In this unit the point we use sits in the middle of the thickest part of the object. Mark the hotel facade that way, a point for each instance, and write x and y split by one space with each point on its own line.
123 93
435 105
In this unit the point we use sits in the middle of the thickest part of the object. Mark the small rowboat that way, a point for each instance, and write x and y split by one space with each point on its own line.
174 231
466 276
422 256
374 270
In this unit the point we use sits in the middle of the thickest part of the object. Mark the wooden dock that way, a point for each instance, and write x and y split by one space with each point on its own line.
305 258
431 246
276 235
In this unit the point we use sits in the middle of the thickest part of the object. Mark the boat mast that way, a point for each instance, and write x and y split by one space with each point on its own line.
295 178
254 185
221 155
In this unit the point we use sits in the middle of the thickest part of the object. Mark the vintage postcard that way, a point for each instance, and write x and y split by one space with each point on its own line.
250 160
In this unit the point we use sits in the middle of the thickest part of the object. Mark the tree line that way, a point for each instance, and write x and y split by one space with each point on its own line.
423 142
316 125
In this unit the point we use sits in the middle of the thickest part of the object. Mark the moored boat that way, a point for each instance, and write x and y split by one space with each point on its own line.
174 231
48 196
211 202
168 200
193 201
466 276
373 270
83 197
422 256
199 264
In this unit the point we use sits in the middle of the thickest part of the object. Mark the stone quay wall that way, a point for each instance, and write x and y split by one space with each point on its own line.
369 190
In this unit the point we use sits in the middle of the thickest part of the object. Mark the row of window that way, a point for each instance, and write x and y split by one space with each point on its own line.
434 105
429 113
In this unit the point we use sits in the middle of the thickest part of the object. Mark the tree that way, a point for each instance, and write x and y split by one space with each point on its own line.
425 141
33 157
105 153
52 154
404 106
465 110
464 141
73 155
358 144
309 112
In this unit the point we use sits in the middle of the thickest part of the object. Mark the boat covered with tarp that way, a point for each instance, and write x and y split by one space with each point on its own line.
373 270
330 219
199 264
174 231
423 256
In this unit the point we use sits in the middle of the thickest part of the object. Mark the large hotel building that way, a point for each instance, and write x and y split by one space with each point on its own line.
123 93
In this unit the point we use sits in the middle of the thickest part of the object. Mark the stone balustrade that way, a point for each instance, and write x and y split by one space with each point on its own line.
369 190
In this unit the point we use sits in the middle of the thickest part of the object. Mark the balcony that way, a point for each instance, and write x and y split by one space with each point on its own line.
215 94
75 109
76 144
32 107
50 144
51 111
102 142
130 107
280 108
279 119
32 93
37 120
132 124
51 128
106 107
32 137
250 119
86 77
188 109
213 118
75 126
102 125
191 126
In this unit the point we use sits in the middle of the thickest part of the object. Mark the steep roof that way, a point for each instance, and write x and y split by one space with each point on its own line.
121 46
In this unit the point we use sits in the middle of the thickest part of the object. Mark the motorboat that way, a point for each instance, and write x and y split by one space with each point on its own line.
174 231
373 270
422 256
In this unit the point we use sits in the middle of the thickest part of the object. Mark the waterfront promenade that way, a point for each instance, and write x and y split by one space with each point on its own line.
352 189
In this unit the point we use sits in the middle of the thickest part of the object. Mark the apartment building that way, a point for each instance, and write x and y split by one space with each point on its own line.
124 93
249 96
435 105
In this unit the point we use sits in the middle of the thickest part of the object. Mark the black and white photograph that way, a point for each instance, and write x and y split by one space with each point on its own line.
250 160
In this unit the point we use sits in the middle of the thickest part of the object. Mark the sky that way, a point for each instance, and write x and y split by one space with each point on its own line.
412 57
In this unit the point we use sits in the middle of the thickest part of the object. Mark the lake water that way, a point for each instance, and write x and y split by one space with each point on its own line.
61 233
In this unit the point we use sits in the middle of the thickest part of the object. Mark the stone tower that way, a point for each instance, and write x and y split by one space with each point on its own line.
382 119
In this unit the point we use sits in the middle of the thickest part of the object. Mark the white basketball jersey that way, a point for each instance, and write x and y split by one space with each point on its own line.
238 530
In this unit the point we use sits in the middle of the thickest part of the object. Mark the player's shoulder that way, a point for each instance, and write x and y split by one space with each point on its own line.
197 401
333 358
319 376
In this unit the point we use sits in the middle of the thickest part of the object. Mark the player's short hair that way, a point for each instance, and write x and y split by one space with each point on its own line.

·····

Extract the closing run of lines, starting with the one containing "Mark the black" and ending at the last, exactly as written.

In this unit the point we use sits in the middle of the thickest part of the object. Mark the black and white photograph that way, a point for each instance, and write x and y split by one space with each point on its own line.
250 160
In this unit the point we use sits in the middle of the thickest part of the object. Mark the sky that way, a point for each instance, and write x and y split by one space with each point on its own line.
412 57
In this unit the point we use sits in the middle of the thickest part of the object. Mark the lake water that way, a point for each instance, and write x and y split by one space with each point on its own line.
61 233
In this unit the point we use sits in the middle of the thickest part of the object. Mark the stone tower that way, a point for each instance, and write x and y split by one space with each point on its own line.
382 119
In this unit the point we use sits in the middle of the thickest part of the object. Mark the white basketball jersey that way, a point for each instance, and write x and y split by one space with each point on its own line.
238 530
In this unit the point we use sits in the middle of the thickest part of the object. Mark the player's shoulder that way, a point for each instance, and write x and y split by one space with each point on its own line.
197 401
333 358
319 376
In this unit the point we use sits in the middle of the thickest part of the object. Mark the player's short hair that way, a point for each instance, and write x and y split by one space with each point on its own line.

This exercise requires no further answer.